### INSTRUCTIONS TO FOLLOW
Copy every row below character for character, with each line and its spacing unchanged.

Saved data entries
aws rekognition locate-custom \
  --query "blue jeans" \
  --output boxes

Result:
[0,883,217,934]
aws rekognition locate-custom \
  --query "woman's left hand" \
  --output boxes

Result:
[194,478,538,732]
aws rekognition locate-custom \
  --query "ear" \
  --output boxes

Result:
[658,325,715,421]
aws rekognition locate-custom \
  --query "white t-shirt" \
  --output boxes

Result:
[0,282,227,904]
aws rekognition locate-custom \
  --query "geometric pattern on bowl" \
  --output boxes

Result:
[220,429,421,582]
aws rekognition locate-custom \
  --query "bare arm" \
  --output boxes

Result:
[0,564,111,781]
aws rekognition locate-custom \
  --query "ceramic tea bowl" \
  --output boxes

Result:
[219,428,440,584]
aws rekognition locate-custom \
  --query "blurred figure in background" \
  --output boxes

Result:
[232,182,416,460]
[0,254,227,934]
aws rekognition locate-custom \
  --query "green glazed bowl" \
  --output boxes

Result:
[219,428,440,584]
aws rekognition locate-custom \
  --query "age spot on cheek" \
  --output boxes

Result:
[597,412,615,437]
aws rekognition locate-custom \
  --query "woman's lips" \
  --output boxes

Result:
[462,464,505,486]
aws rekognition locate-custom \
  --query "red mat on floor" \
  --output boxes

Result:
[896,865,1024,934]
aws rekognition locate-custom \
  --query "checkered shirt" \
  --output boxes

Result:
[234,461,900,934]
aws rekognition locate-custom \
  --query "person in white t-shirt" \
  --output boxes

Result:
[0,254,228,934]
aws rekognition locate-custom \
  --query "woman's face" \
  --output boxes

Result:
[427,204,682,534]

### REPLY
aws rekognition locate-custom \
  --query "blue jeans" \
  --output boxes

Result:
[0,883,217,934]
aws rekognition locate-custom \
  --query "woman's left hand" \
  --output boxes

Result:
[194,478,538,732]
aws rekognition locate-custom \
  --query "ear" \
  --output boxes

Result:
[658,325,715,421]
aws rekognition locate-custom \
  --query "white t-shirt" \
  --output boxes

Result:
[0,282,227,904]
aws rekognition locate-custom \
  --query "geometric pattern on bowl" \
  --output boxes

Result:
[220,429,421,582]
aws rekognition locate-custom \
  --query "bare arm" \
  --output boxes

Result:
[0,564,111,781]
aws rekognition locate-custom \
  --query "ceramic tea bowl" \
  --output boxes

Result:
[219,428,440,584]
aws rekognition locate-custom \
  --query "blurred figure in background" \
  --output boxes

Result:
[232,182,416,460]
[0,254,227,934]
aws rekognition locate-custom \
  --query "green glazed bowl" \
  --output boxes

Result:
[219,428,440,584]
aws rekognition locate-custom \
  --query "age spot on cheek" \
  --output boxes

Result:
[597,412,615,437]
aws rekognition locate-custom \
  --query "woman's lips" \
  --output boxes

Result:
[462,464,505,486]
aws rekognition locate-custom \
  --query "red mat on floor" \
  --output boxes

Result:
[896,865,1024,934]
aws rekognition locate-custom \
  --query "checkered shirt" \
  --output boxes

Result:
[234,461,900,934]
aws rekognition locate-custom \
  --query "person in white t-shirt" \
  --output boxes

Result:
[0,254,228,934]
aws rekognition locate-custom \
  --query "woman's face" \
  --output boxes

Result:
[427,204,682,534]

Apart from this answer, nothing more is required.